=== RECORDS PROVIDED ===

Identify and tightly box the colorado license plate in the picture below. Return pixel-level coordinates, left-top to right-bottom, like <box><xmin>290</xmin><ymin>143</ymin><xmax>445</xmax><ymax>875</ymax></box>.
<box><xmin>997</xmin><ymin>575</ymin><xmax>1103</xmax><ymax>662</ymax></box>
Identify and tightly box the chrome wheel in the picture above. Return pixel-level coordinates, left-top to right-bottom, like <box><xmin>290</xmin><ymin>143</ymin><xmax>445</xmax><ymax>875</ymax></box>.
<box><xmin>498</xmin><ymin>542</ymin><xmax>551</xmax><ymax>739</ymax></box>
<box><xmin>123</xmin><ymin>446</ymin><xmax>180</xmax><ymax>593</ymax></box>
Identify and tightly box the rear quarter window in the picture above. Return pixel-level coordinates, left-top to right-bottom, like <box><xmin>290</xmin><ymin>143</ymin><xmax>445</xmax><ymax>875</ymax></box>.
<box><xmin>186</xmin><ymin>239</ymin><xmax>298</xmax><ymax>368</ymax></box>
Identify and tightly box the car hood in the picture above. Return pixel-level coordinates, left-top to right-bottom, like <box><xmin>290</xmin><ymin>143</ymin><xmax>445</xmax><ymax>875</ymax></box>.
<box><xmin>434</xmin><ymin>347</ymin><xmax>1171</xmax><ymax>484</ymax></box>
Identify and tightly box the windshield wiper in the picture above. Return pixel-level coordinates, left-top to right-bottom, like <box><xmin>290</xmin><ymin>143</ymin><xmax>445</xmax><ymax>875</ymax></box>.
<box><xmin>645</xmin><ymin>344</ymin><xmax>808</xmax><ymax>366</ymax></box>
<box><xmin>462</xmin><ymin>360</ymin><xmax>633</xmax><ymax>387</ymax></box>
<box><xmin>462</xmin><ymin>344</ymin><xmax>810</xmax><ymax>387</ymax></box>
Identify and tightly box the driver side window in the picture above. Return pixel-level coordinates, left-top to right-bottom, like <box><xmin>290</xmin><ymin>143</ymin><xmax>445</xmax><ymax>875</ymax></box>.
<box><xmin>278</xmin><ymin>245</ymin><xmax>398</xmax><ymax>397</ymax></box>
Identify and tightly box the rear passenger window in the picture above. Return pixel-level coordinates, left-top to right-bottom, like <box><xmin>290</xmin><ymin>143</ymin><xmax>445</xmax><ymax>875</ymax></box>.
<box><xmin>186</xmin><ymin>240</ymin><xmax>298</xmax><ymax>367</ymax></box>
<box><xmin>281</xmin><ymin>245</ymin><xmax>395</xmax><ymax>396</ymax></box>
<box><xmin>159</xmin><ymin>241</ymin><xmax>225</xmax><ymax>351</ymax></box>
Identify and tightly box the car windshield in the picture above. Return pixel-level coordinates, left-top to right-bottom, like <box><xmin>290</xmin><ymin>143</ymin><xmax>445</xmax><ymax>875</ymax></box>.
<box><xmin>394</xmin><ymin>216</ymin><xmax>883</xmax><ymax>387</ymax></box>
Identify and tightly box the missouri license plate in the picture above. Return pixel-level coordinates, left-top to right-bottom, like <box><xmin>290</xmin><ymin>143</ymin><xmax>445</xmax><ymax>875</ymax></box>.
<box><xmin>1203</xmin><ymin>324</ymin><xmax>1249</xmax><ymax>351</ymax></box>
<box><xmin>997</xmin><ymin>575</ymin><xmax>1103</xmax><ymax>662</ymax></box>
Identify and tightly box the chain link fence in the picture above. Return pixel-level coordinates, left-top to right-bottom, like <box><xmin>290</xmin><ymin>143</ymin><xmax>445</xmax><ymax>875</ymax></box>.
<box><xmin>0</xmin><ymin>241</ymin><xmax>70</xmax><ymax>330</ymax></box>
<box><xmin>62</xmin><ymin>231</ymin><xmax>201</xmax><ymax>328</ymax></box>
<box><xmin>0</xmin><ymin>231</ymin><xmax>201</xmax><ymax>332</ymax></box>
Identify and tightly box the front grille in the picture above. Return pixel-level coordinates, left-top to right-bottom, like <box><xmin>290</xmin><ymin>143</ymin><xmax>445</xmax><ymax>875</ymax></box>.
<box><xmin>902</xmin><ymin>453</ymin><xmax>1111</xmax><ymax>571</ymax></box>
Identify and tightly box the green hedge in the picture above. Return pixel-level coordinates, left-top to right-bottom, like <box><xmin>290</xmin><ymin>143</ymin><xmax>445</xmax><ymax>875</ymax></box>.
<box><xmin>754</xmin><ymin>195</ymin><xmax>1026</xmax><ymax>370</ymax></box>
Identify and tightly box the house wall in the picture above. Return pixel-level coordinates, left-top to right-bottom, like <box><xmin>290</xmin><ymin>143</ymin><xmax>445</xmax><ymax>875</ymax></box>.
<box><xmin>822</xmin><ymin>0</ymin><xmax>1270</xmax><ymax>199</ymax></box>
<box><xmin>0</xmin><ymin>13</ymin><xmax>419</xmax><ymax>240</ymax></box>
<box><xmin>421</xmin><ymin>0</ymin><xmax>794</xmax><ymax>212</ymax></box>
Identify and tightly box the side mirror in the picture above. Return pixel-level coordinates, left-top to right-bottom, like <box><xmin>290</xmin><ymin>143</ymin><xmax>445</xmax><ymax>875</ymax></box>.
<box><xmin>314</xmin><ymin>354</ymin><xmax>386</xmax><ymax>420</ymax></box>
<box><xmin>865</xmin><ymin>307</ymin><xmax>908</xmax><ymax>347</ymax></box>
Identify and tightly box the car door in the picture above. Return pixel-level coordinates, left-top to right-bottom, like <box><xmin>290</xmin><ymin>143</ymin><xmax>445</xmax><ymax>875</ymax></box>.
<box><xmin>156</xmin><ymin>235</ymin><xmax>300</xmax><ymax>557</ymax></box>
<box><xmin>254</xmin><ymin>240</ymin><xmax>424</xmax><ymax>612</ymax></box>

===

**AIM OF THE TASK**
Shift every coordinate in the answers up by 102 and write out again the lines between the one holding "Identify and tightly box the car door" and the end of the records, inclusive, with the requests kept unchanged. Give only those lines.

**ANSWER IN FULL**
Identify and tightly box the car door in the picture above. Return pixel-level coordinates, left-top to right-bottom, like <box><xmin>290</xmin><ymin>143</ymin><xmax>445</xmax><ymax>875</ymax></box>.
<box><xmin>258</xmin><ymin>337</ymin><xmax>402</xmax><ymax>659</ymax></box>
<box><xmin>356</xmin><ymin>342</ymin><xmax>526</xmax><ymax>714</ymax></box>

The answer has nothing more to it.